[START OF DOCUMENT SECTION]

All McAlpine had to work with was his professional engineering expertise, as the recently published TPI-60 Code specified only the following, “…plate value per tooth… shall be either the adjusted value at 0.015” slip, divided by 1.33; or the adjusted ultimate value at failure, divided by 2.5.” There were no references to shear and tensile stresses, plate orientation, or the method of embedment. Yet, McAlpine considered all of the above, a decade before the TPI Code did, and he added a game-changing feature.
McAlpine doubled the density of teeth compared with Sanford’s 1960 and Hydro-Air’s 1963 plates, and he maintained the 20-gauge thickness, resulting in 25% less steel content than either the Gang Nail or the Hydro-Air 18-gauge plates. But, most consequentially, in a small corner on page three of his five-page patent, McAlpine included an alternate detail in which two teeth are punched together in a very specific way from the same slot in the plate, providing the ideal tooth shape for penetration of the wood, and maximizing withdrawal resistance. Not until he completed this development work and submitted the patent application did he depart Sanford, with Charlie Harnden, to start Alpine Engineered Products. Carol Sanford revealed later that he had planned to sell his business in 1965 to his key executives, but couldn’t come to agreement with them, so they left to form other plate and machinery companies.

[END OF DOCUMENT SECTION]

### TASK 1
Answer these from the passage on McAlpine's plate design, one line each:
(a) By what number did the TPI-60 Code divide the adjusted ultimate value at failure?
(b) How much less steel did McAlpine's plate contain than the Gang Nail or the Hydro-Air 18-gauge plates?
(c) With whom did McAlpine leave Sanford to start Alpine Engineered Products?
### TASK 2
Extend the passage on McAlpine's plate design, picking up right after its final sentence.

[START OF DATA SECTION]

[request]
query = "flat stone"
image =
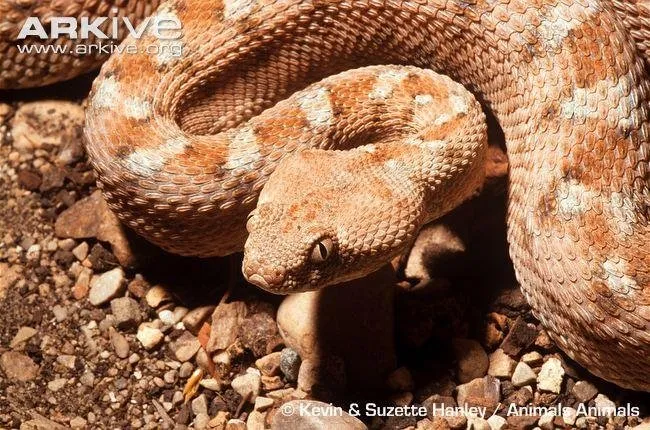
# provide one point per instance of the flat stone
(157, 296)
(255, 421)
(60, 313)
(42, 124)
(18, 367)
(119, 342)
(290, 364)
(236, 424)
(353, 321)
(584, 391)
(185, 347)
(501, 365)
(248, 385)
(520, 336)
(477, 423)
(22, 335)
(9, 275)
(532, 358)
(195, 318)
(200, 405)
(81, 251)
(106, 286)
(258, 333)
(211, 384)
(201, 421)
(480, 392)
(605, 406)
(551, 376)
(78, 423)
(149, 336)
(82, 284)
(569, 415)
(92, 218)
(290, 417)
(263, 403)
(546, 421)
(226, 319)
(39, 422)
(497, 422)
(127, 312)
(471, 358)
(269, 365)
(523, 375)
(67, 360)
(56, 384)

[END OF DATA SECTION]

### EXERCISE OUTPUT 1
(a) 2.5
(b) 25% less
(c) Charlie Harnden

### EXERCISE OUTPUT 2
In early 1966, at his new namesake enterprise, McAlpine created a simplified version of his Sanford double-tooth design, without sacrificing its advantages, resulting in the plate upon which his new company was built. McAlpine chose not to seek patent protection, perhaps because of the financial burdens on a start-up company and perhaps because of the intellectual property overlap with his time at Sanford’s company. Yet, Alpine’s main competitors were slow to copy McAlpine’s design, clinging to the belief that vertical press application was superior to roller embedment, even though the TPI-approved design values were identical for either method of embedment.
By the 1970s, all of Alpine’s competitors were compelled to develop roller plates, lest they be locked out of the 250 plants that had installed Sanford Roll-A-Master systems, and the hundreds of plants with single-pass roller systems. All copied McAlpine’s double-tooth design, although some staggered the teeth.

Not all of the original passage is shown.